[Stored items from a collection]

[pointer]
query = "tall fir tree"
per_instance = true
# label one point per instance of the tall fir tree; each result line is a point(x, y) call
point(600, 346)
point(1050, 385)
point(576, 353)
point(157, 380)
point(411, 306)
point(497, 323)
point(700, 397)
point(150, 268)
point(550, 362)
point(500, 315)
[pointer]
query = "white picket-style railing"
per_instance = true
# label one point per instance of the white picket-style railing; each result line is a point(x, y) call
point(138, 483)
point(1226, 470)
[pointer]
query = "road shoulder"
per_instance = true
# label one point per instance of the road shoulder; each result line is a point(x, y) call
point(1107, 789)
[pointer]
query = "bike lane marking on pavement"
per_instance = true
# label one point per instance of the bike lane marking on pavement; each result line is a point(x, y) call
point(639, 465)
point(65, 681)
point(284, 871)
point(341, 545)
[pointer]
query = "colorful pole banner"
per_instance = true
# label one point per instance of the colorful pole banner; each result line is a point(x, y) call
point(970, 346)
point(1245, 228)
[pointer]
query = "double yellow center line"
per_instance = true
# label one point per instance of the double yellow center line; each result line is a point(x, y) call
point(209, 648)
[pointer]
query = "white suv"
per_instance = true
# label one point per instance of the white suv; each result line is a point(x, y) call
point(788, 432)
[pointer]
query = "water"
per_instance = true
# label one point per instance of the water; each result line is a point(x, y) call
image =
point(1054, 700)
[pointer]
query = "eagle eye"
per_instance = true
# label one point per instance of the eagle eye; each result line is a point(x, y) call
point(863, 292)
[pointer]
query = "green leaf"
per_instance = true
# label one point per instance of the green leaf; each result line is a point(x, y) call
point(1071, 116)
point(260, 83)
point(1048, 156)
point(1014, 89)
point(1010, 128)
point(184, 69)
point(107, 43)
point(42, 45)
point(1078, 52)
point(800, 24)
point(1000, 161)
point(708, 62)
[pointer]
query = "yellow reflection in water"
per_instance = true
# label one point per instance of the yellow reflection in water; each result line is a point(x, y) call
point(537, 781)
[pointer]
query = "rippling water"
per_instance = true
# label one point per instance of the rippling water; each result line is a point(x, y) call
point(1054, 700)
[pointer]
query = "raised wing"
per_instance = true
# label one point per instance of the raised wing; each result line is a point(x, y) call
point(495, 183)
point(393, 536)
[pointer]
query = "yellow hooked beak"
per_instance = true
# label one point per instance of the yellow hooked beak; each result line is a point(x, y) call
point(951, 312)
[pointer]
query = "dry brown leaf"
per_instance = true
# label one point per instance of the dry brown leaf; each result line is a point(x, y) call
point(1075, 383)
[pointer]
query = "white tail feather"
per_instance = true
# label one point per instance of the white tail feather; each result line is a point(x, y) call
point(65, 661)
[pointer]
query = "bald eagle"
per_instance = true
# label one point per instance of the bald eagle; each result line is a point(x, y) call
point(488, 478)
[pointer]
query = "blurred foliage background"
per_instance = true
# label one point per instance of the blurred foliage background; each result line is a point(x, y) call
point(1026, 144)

• Assigned task
Reproduce each record exactly as it appears.

• Response to the task
[pointer]
query = "tall fir tree"
per_instance = true
# label one point per instance of the tall fir tree; each result line is a point(x, y) call
point(600, 346)
point(1050, 385)
point(576, 353)
point(157, 380)
point(411, 306)
point(497, 323)
point(700, 397)
point(150, 268)
point(550, 362)
point(500, 315)
[pointer]
query = "white picket-style railing"
per_instance = true
# label one point per instance of the white picket-style railing; each result line is a point(x, y) call
point(138, 483)
point(1226, 470)
[pointer]
query = "road shoulder"
per_instance = true
# label one point per instance of the road shoulder; each result line is a point(x, y) call
point(1107, 789)
[pointer]
query = "bike lane marking on pavement"
per_instance = true
# label one point per instance of the bike lane marking on pavement; each result line is a point(x, y) call
point(639, 465)
point(65, 681)
point(284, 871)
point(341, 545)
[pointer]
query = "colorful pole banner"
per_instance = true
# label one point per instance of the colorful pole banner; each result line is a point(x, y) call
point(970, 346)
point(1245, 228)
[pointer]
query = "double yellow center line"
per_instance = true
# label one point per instance of the double yellow center line; each result line is a point(x, y) call
point(209, 648)
[pointer]
query = "white suv"
per_instance = true
# label one point per instance of the white suv; each result line is a point(x, y) call
point(788, 432)
[pointer]
query = "water"
per_instance = true
# label one point per instance of the water; each result line is a point(x, y) call
image =
point(1054, 700)
[pointer]
query = "eagle eye"
per_instance = true
# label one point per instance of the eagle eye; each result line is a point(x, y) call
point(863, 292)
[pointer]
query = "green leaf"
per_instance = true
# label one point per instance of the green leaf; each result line is a point(x, y) call
point(1071, 116)
point(260, 83)
point(1048, 156)
point(1014, 89)
point(1010, 128)
point(184, 69)
point(107, 43)
point(42, 45)
point(1078, 52)
point(800, 24)
point(1000, 161)
point(708, 62)
[pointer]
query = "yellow reflection in water"
per_instance = true
# label one point per instance of the yellow reflection in water; each result line is a point(x, y) call
point(537, 781)
[pointer]
query = "rippling water"
per_instance = true
# label one point per instance of the rippling water; each result line is a point(x, y) call
point(1054, 700)
[pointer]
query = "raised wing"
per_instance = true
# label one point per instance of the raised wing; each result line is a point(x, y) call
point(495, 183)
point(393, 536)
[pointer]
query = "yellow hooked beak"
per_instance = true
# label one point per instance of the yellow hooked beak; each result line is a point(x, y) call
point(951, 312)
[pointer]
query = "dry brown leaf"
per_instance = true
# label one point per instance of the dry brown leaf; each result line is a point(x, y) call
point(1075, 383)
[pointer]
query = "white tail feather"
per_instance = true
# label one point per instance of the white tail feather; each result line is a point(x, y) call
point(65, 661)
[pointer]
query = "bald eagle"
per_instance = true
# label one point per instance of the bald eagle; each result line is a point(x, y) call
point(488, 478)
[pointer]
query = "blurred foliage background"
per_instance = true
# label one point per instance of the blurred foliage background; each result line is a point(x, y) call
point(1026, 144)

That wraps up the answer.